→ **The exercise**
Write out all the material exactly. Leave nothing out.

→ **Data shown**
★ ★ ★ ★ ★ ★ ★
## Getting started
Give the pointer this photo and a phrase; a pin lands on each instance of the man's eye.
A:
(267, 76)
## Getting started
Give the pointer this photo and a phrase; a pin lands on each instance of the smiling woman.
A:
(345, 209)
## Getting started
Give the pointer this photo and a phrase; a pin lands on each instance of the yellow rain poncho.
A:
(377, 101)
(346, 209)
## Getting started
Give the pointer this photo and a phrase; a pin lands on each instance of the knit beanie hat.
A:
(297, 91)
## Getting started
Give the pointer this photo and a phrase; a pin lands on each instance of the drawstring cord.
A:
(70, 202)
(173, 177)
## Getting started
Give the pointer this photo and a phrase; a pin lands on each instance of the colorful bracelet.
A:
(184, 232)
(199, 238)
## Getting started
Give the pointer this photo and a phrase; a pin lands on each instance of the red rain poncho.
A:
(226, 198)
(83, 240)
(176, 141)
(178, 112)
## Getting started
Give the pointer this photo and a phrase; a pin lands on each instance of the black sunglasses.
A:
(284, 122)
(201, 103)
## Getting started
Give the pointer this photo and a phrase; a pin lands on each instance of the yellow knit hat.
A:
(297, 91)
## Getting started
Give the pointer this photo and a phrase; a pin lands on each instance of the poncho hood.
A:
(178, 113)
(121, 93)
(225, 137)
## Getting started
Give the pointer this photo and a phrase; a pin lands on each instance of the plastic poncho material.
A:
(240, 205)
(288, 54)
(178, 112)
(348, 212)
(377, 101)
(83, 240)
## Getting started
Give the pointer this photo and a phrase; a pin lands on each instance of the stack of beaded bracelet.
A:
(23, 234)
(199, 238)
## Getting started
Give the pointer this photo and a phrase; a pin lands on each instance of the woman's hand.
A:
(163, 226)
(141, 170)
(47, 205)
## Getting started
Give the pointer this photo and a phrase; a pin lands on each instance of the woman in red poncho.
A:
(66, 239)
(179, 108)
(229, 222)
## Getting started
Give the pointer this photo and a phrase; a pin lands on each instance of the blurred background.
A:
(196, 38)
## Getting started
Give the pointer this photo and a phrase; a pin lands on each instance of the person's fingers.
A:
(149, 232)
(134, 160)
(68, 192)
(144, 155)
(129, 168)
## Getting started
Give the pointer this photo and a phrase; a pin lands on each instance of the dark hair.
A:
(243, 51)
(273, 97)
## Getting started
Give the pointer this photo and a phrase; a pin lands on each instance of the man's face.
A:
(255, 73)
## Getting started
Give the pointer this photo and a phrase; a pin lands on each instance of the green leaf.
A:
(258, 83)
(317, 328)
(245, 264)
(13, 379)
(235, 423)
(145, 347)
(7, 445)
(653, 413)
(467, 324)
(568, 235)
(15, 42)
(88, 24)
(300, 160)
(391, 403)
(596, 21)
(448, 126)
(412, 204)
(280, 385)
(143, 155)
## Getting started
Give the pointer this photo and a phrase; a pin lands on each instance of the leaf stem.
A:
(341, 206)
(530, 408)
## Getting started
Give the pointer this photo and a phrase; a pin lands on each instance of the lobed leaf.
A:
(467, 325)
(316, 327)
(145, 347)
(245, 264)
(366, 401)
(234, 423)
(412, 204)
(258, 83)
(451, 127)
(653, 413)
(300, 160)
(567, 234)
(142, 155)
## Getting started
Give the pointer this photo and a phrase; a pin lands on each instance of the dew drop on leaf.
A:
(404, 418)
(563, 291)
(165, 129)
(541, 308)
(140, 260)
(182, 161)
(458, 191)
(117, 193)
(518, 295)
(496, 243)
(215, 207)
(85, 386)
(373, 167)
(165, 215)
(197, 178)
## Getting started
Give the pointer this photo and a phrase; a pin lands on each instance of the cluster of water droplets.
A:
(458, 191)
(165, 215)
★ ★ ★ ★ ★ ★ ★
→ **Task response**
## Getting started
Give the pointer this photo and a phrase; a pin lands on each instance of the man's eye.
A:
(267, 76)
## Getting started
Give the pointer this photo and a phrase; a pin lands on each instance of the smiling woman.
A:
(345, 209)
## Getting started
Give the pointer this photo and a phrase; a pin lands on each instance of the yellow rain poncho.
A:
(377, 101)
(346, 209)
## Getting started
Give the pointer this photo and a phrase; a pin lands on each instance of the knit beanie hat.
A:
(297, 91)
## Getting started
Give the pointer this photo and a phrase; a pin lands on each instance of the drawstring cord.
A:
(70, 202)
(173, 177)
## Getting started
Give the pointer this photo and a phrase; a pin lands on each instance of the colorful bracelet.
A:
(184, 232)
(199, 238)
## Getting started
Give the pointer this photo and a phrase; a pin lands on each instance of the red rain poncho.
A:
(226, 198)
(83, 240)
(176, 141)
(178, 112)
## Getting started
Give the pointer this photo and a phrase; a pin lands on each instance of the black sunglasses.
A:
(284, 122)
(201, 103)
## Getting started
Give the pointer this photo and a phrase; a pin lands on each instance of the yellow knit hat.
A:
(297, 91)
## Getting started
Give the pointer this photo and a phrase; a pin lands on each instance of the poncho hood.
A:
(178, 113)
(121, 93)
(225, 137)
## Getting started
Give the pointer this photo and a phrase; a pin lands on each instance of the plastic poncho material.
A:
(240, 205)
(288, 54)
(178, 112)
(348, 212)
(377, 101)
(83, 240)
## Getting started
Give the pointer this photo and a phrase; a pin lands on each instance of the stack of beaded bracelet.
A:
(23, 234)
(199, 238)
## Getting started
Give the pointer this photo and a phrase; a pin lands on each instance of the woman's hand.
A:
(163, 226)
(141, 170)
(47, 205)
## Getting started
Give the pointer this photo and a phrase; a pin lands on each instance of the woman in red poncho.
A:
(66, 239)
(179, 108)
(229, 222)
## Getting started
Give the pointer this photo and a phrase; a pin lands on each instance of the blurred background.
A:
(196, 38)
## Getting started
Give the pointer this photo and a phrase; a pin lands on each instance of the person's fingers.
A:
(149, 232)
(134, 160)
(68, 192)
(144, 155)
(129, 168)
## Getting started
Give the pointer this photo and a phrase; a pin lands on each instance of the dark hair.
A:
(243, 51)
(273, 97)
## Getting started
Give the pointer this photo and a phrase; a pin lands on each instance of the man's face.
A:
(255, 73)
## Getting started
Give the pointer this photo and a phrase; a pin lands on each instance of the green leaf.
A:
(258, 83)
(317, 328)
(245, 264)
(13, 379)
(235, 423)
(145, 347)
(7, 445)
(653, 413)
(467, 324)
(568, 235)
(15, 42)
(88, 24)
(300, 160)
(391, 403)
(596, 21)
(448, 126)
(412, 204)
(280, 385)
(143, 155)
## Getting started
Give the pointer this photo and a phrase; a pin lands on each instance of the leaf stem.
A:
(341, 206)
(530, 408)
## Getting started
Give the pointer this photo and a phrase; a pin lands on each instance of the lobed leaf.
A:
(467, 325)
(316, 327)
(145, 347)
(245, 264)
(366, 401)
(234, 423)
(412, 204)
(258, 83)
(451, 127)
(653, 413)
(300, 160)
(567, 234)
(142, 155)
## Getting started
Give the pointer this photo and a phrase; a pin lands on each instance of the dew drop on leaf.
A:
(404, 418)
(563, 291)
(165, 129)
(541, 308)
(140, 260)
(182, 161)
(458, 191)
(117, 193)
(518, 295)
(496, 243)
(215, 207)
(85, 386)
(373, 167)
(165, 215)
(197, 178)
## Getting started
Give the pointer this photo and a phrase; a pin lands on each instance of the cluster of water droplets.
A:
(458, 191)
(165, 215)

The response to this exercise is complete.